**What to do:**
1) According to the air defense wing history, in what year was the 4711th Defense Wing redesignated as an air defense wing?
2) In the air defense wing history, rewrite the passage starting with "The 4711th Air" and going on through "a geographical area.", replacing "Presque Isle Air Force Base" with "Presque Isle AFB".

-- START OF Source document --

The 4711th Air Defense Wing is a discontinued United States Air Force organization. Its last assignment was with the 30th Air Division of Air Defense Command (ADC) at Selfridge Air Force Base, Michigan, where it was discontinued in 1956.  It was established in 1952 at Presque Isle Air Force Base, Maine as the 4711th Defense Wing in a general reorganization of Air Defense Command (ADC), which replaced wings responsible for a base with wings responsible for a geographical area.

It assumed control of several fighter Interceptor squadrons that had been assigned to the 23d Fighter-Interceptor Wing, including two Air National Guard squadrons mobilized for the Korean War.   In early 1953 it also was assigned six radar squadrons in Maine, Vermont, and New York and its dispersed fighter squadrons combined with colocated air base squadrons into air defense groups.  The wing was redesignated as an air defense wing in 1954.  In 1956, as ADC prepared to implement the Semi-Automatic Ground Environment (SAGE) air defense system, the wing lost its combat components and moved to Selfridge, where it was discontinued.

History
The wing was organized as the 4711th Defense Wing at the beginning of February 1952 at Presque Isle AFB, Maine as part of a major reorganization of ADC responding to ADC's difficulty under the existing wing base organizational structure in deploying fighter squadrons to best advantage. The wing assumed operational control and the air defense mission of fighter squadrons formerly assigned to the inactivating 23d Fighter-Interceptor Wing (FIW). The 74th Fighter-Interceptor Squadron (FIS) and 74th FIS, flying North American F-86 Sabre aircraft were at Presque Isle, while the 101st FIW's 132d FIS, flying Lockheed F-80 Shooting Stars was at Dow AFB, Maine, and the 134th FIS, flying World War II era North American F-51 Mustangs was at Burlington Municipal Airport, Vermont. The two dispersed squadrons were federalized Air National Guard (ANG) squadrons that had been attached to the 23rd FIW. The 27th FIS at Griffiss AFB, another F-86 squadron, was transferred to the wing from direct assignment to Eastern Air Defense Force. The support elements of the 23rd FIW's 23rd Air Base Group and 23rd Maintenance & Supply Group were replaced at Presque Isle by an air base squadron and air base squadrons were activated at Presque Isle and Burlington to support the fighter squadrons at those bases. The wing's mission was to train and maintain tactical units in a state of readiness to intercept and destroy enemy aircraft attempting to penetrate the air defense system in the Northeastern United States.

In June, the 74th FIS converted to Northrop F-89 Scorpion interceptor aircraft, but by fall its F-89Cs had been grounded and the squadron was forced to convert to F-94 Starfires. In November 1952, the two ANG fighter squadrons were returned to the control of their states and replaced by the 37th FIS at Ethan Allen and the 49th FIS at Dow.

-- END OF Source document --
-- START OF Information shown --

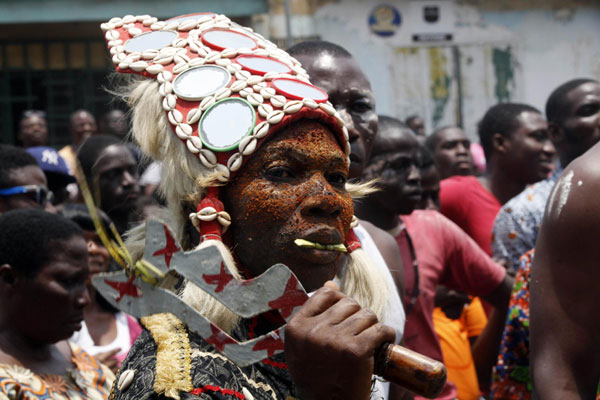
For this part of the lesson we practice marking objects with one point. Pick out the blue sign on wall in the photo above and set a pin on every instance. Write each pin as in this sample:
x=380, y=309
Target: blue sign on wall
x=384, y=20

-- END OF Information shown --

**Results of the tasks:**
1) 1954

2)
The 4711th Air Defense Wing is a discontinued United States Air Force organization. Its last assignment was with the 30th Air Division of Air Defense Command (ADC) at Selfridge Air Force Base, Michigan, where it was discontinued in 1956.  It was established in 1952 at Presque Isle AFB, Maine as the 4711th Defense Wing in a general reorganization of Air Defense Command (ADC), which replaced wings responsible for a base with wings responsible for a geographical area.